— Start —

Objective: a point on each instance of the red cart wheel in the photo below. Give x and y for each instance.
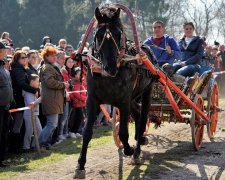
(147, 128)
(213, 103)
(197, 126)
(116, 127)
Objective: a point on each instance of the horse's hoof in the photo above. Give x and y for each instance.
(144, 141)
(129, 151)
(135, 161)
(79, 174)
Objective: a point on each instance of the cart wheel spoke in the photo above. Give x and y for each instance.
(197, 127)
(116, 127)
(213, 103)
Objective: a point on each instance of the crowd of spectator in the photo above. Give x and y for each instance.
(49, 82)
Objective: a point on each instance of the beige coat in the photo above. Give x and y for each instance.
(52, 89)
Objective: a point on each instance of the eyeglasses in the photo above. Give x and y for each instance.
(157, 27)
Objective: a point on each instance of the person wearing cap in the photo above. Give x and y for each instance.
(62, 44)
(7, 61)
(78, 101)
(6, 95)
(69, 49)
(46, 39)
(164, 47)
(52, 93)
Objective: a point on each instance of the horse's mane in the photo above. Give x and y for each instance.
(109, 16)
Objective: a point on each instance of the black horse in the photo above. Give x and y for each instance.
(120, 85)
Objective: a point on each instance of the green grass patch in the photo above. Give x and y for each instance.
(32, 161)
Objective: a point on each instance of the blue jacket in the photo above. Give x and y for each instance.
(161, 55)
(193, 53)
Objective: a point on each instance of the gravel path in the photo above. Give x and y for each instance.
(169, 155)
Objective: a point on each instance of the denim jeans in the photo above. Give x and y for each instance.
(188, 70)
(63, 119)
(29, 130)
(18, 122)
(46, 134)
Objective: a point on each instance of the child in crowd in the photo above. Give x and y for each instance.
(78, 101)
(33, 101)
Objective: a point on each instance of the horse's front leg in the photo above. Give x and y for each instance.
(92, 106)
(123, 130)
(142, 123)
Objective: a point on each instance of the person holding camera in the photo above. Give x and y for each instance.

— End —

* **EXERCISE REQUIREMENTS**:
Copy every line above word for word, in the same order, and leave out the pictures.

* **RESULT BELOW**:
Objective: a point on each instance of the red cart wheel in the photo below. Give x and y for each instance.
(147, 128)
(213, 103)
(197, 126)
(116, 127)
Objective: a point on each instance of the horse's hoof in the photo above. Give x and y for each instance.
(144, 141)
(129, 151)
(135, 161)
(79, 174)
Objective: a point on each instance of the cart wheel spoke in the photo above. Give x and y for each instance.
(197, 127)
(116, 127)
(213, 103)
Objective: a point on each instance of the crowd of spectator in the photo above. Give x and y for each instance.
(49, 82)
Objective: a point on each instance of the beige coat in the photo above. Give x and y for each instance.
(52, 89)
Objective: a point on each instance of the eyeglasses in the photo above. Give x and y for each instance.
(157, 27)
Objective: a point on each instance of the person wearing cap in the photo above. Give x and y for each instance.
(62, 44)
(7, 61)
(78, 101)
(6, 95)
(69, 49)
(46, 39)
(164, 47)
(52, 93)
Objective: a point on each instance of the horse's mane in the photo above. Give x and y for each instance.
(109, 16)
Objective: a point on each instance of the black horse in the photo above. Give x and y for each instance.
(120, 85)
Objective: a point on each instance of the green grass patch in the photo above. Give x and y for each instance.
(32, 161)
Objective: a point on each instance of the blue jacket in the photo above. Give x and y for each instance.
(161, 55)
(193, 53)
Objective: a point on each instance of the gravel path in the photo above. Give x and y for each instance.
(169, 155)
Objective: a point on each instance of the denim jeans in the photo above. Give x and y for each instance.
(188, 70)
(63, 119)
(29, 130)
(18, 122)
(46, 134)
Objective: a point on each instance of the child in crowd in the photo above. Give x and y for each instance.
(78, 101)
(33, 101)
Objective: a point on each instance of the horse's front leg in the photo above. Give x and y for each instance.
(92, 106)
(123, 130)
(142, 123)
Objective: a point on each instance of the person holding camera in the photo above. Give x and y for each instance.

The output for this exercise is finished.